(Entries drawn from a collection)
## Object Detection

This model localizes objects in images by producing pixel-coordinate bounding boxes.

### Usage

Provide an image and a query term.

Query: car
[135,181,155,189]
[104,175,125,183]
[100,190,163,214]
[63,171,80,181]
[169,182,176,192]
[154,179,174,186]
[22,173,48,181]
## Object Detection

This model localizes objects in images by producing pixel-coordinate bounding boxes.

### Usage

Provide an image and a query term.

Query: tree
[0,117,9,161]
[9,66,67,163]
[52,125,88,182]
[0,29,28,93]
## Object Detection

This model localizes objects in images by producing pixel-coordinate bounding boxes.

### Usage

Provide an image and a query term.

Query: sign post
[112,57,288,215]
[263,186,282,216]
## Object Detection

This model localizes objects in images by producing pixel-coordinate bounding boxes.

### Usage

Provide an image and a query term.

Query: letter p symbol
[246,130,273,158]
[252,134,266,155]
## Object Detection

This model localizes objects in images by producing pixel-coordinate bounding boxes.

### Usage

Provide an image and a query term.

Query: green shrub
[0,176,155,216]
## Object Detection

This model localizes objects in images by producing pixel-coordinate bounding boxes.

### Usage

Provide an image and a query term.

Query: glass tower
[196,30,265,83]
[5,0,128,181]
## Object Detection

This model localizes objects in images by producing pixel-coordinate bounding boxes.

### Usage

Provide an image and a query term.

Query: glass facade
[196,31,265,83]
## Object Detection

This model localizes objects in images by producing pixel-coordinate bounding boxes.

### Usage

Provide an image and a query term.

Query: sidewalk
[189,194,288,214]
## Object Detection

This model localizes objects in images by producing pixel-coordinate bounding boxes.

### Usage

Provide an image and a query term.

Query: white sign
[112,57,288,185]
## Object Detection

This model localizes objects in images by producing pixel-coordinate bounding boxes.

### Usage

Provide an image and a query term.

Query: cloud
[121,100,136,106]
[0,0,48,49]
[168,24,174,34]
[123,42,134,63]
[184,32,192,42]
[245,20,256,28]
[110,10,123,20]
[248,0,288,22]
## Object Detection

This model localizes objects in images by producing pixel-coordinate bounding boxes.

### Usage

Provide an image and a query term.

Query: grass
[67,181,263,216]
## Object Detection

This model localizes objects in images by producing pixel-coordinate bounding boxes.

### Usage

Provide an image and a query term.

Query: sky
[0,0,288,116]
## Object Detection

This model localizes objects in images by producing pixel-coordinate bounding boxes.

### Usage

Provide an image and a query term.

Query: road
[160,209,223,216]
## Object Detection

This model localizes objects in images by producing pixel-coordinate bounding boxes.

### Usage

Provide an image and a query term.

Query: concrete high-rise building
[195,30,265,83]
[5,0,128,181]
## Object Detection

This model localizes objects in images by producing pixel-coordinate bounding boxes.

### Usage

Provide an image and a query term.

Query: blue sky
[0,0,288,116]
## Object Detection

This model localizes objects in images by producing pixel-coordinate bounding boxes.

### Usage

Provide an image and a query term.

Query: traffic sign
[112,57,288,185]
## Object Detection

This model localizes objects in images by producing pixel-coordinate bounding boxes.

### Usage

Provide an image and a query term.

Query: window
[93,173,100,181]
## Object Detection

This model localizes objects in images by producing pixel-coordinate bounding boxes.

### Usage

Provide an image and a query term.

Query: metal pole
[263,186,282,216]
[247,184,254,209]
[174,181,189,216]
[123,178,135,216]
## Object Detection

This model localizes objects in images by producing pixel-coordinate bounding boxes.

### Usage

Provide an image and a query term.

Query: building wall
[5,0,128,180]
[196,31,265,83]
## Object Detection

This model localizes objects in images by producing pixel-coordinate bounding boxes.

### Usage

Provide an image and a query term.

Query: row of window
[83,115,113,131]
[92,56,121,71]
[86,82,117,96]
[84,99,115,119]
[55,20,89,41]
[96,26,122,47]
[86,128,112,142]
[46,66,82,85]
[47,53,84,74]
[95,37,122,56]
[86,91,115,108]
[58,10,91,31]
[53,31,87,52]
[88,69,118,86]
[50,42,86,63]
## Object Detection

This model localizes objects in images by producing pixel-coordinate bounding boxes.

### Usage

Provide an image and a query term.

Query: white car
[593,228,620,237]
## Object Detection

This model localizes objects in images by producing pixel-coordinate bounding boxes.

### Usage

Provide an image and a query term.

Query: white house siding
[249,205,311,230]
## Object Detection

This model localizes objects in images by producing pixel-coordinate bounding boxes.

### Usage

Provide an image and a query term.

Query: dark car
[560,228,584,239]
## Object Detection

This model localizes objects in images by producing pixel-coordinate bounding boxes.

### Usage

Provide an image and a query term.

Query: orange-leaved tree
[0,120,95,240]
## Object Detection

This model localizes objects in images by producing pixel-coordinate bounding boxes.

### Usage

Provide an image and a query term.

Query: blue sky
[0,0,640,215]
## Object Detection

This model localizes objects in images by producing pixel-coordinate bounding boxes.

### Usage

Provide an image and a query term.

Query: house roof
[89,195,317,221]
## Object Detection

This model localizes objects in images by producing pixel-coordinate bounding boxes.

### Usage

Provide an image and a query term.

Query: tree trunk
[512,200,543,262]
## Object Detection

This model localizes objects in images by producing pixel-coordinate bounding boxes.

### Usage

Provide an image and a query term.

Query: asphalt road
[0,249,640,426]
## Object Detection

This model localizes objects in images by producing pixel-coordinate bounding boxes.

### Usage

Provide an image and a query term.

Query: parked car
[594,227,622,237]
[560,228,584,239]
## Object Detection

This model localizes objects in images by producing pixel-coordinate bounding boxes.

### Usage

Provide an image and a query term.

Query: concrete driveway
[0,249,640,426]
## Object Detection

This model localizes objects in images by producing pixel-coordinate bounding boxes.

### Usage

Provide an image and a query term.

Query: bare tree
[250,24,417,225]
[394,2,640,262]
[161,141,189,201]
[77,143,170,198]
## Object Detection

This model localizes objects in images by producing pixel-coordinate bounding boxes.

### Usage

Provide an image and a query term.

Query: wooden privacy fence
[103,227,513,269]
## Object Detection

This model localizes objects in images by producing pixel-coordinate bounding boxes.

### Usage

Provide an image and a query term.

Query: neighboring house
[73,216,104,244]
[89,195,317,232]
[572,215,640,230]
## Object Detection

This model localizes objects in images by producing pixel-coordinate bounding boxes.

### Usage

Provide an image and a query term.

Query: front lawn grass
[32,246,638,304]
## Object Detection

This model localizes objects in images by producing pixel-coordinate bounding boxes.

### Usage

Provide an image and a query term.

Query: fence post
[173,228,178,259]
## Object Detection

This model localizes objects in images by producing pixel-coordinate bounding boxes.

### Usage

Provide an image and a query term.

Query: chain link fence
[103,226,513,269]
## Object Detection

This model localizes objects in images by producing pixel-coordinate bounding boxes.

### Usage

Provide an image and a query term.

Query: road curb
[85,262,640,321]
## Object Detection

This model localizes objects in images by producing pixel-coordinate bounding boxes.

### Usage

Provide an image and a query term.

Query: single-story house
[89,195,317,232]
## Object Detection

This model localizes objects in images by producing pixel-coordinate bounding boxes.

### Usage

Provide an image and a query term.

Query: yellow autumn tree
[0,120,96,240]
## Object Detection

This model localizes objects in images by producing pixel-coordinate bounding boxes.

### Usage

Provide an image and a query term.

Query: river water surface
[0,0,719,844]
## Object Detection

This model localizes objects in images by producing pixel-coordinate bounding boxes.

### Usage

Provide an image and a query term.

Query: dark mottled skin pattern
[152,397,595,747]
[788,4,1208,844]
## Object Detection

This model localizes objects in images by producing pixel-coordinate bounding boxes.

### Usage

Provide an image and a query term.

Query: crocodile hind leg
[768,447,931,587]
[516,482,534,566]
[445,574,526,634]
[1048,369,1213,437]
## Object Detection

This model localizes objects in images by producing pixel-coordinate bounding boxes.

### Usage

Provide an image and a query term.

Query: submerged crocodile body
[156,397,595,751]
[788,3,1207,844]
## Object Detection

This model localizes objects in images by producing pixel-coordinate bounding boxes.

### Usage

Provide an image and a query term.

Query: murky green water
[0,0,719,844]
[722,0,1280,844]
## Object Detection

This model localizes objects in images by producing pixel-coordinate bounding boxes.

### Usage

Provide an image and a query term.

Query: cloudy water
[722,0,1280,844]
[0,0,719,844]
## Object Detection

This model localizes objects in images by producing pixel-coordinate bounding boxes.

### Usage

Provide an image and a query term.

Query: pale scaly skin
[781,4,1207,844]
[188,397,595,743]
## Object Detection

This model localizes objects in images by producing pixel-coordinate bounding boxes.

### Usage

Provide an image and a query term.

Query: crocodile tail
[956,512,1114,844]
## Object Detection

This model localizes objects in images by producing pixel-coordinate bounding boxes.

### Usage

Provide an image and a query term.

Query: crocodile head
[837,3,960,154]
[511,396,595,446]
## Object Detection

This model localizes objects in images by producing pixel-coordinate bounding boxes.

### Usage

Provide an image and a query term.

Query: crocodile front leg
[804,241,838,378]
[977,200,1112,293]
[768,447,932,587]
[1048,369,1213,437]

Short task: Rewrite every line of the material from its start through the line containing "[0,176,155,216]", inclusive, keeping all other text unchanged. Scale each bounding-box coordinate by 2.2 and round it to a whole number, rounding halves up.

The solution:
## Object Detection

This model localizes objects in images by producing pixel-coordinate bounding boxes.

### Usage

Provide an image and a query term.

Query: car
[297,398,341,416]
[229,385,275,403]
[220,418,359,471]
[139,376,176,398]
[372,400,387,422]
[339,394,383,409]
[48,381,106,398]
## Object Detection

This model localizes objects in images by producing pixel-coordinate bounding boxes.

### Usage

Provide an image and a query term.

Query: tree
[0,257,20,354]
[20,145,147,359]
[114,275,194,400]
[0,64,62,205]
## Object Detection

This model localizes objects in images by producing pixel-coordinate bounding boxes.

### Usage

Provide an image and a query term.

Query: sign post
[246,125,634,473]
[579,409,620,475]
## Object Detection

This model localizes objects in images by producing pixel-coordinate bounding boxes.

### Usage

Provide an image and a query term.

Query: letter p symbol
[541,286,601,348]
[554,295,585,341]
## Object Detection

This model localizes objects in images by producing pixel-coordinate bounding boxes.

### Usage

Provide an image and a query term.

Query: green shrub
[0,387,341,475]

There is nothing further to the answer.